**Required task:** Can you render the part of the records that opens with the line containing "Where can the dirt" and closes with the line containing "pixel 875 568" as a Markdown table with the columns Row and Line, one numbered row per line and blank lines omitted?
'''
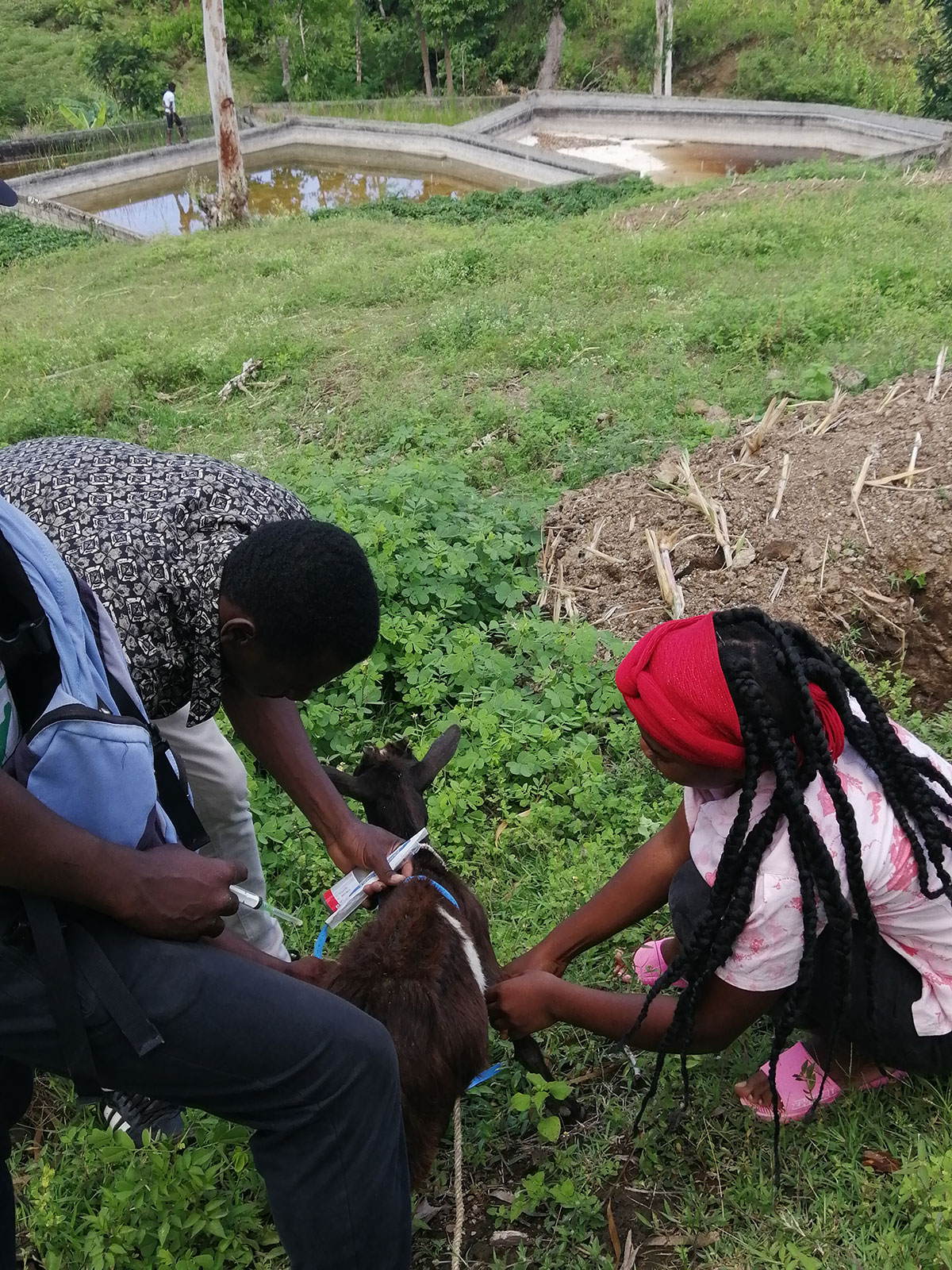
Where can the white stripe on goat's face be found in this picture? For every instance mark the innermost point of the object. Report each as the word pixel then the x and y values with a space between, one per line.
pixel 469 949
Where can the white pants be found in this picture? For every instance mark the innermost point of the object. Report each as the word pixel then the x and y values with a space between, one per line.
pixel 219 784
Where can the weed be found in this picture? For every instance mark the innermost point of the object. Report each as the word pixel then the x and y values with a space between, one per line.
pixel 404 343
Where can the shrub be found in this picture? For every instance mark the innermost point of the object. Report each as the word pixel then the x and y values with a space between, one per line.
pixel 19 239
pixel 126 67
pixel 935 65
pixel 550 202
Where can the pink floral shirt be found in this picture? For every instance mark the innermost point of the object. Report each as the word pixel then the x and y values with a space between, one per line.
pixel 766 956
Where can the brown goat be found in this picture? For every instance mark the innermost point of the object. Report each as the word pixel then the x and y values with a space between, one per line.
pixel 413 967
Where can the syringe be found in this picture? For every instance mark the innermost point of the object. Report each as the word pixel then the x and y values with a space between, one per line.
pixel 251 901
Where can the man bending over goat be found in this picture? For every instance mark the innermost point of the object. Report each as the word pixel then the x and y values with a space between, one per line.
pixel 224 592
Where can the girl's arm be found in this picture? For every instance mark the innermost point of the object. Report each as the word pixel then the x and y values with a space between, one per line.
pixel 638 889
pixel 537 1000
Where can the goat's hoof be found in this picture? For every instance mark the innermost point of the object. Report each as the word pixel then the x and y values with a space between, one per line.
pixel 569 1110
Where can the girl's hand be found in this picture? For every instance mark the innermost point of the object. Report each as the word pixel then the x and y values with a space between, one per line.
pixel 536 959
pixel 524 1005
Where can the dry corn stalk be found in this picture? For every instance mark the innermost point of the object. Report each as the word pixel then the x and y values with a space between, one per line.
pixel 917 444
pixel 939 368
pixel 781 488
pixel 857 491
pixel 711 510
pixel 829 419
pixel 754 437
pixel 888 399
pixel 660 550
pixel 778 586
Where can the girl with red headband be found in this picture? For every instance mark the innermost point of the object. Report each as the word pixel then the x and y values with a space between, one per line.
pixel 806 873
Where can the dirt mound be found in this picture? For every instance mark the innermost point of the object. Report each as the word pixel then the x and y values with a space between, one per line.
pixel 875 568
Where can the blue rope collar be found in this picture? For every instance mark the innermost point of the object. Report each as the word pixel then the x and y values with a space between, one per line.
pixel 323 939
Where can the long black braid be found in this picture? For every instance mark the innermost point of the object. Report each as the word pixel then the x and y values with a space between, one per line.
pixel 770 667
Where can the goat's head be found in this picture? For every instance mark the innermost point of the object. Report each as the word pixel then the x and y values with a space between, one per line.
pixel 391 781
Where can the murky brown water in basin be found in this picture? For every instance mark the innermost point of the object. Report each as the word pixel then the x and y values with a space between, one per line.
pixel 673 163
pixel 167 205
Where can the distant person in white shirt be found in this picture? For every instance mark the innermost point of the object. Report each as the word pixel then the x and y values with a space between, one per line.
pixel 171 116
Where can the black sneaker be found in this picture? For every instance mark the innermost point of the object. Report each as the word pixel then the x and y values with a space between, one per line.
pixel 135 1113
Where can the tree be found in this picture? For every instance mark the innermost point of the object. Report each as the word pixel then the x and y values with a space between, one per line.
pixel 232 206
pixel 450 22
pixel 664 48
pixel 127 70
pixel 424 52
pixel 552 61
pixel 935 65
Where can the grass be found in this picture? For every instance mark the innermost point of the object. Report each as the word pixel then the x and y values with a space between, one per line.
pixel 391 347
pixel 397 110
pixel 860 52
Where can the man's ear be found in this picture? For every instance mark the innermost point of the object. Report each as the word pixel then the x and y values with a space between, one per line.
pixel 238 630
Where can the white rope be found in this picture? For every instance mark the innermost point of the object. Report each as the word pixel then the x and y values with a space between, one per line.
pixel 459 1184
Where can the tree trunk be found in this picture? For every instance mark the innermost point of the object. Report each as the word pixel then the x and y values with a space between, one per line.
'''
**Response to this task:**
| Row | Line |
|---|---|
| 1 | Where can the dirt mound be found in this picture? For every instance mark the innermost point of the object. Report each as the word pixel then the x and y values with a space between, one per line. |
| 2 | pixel 875 568 |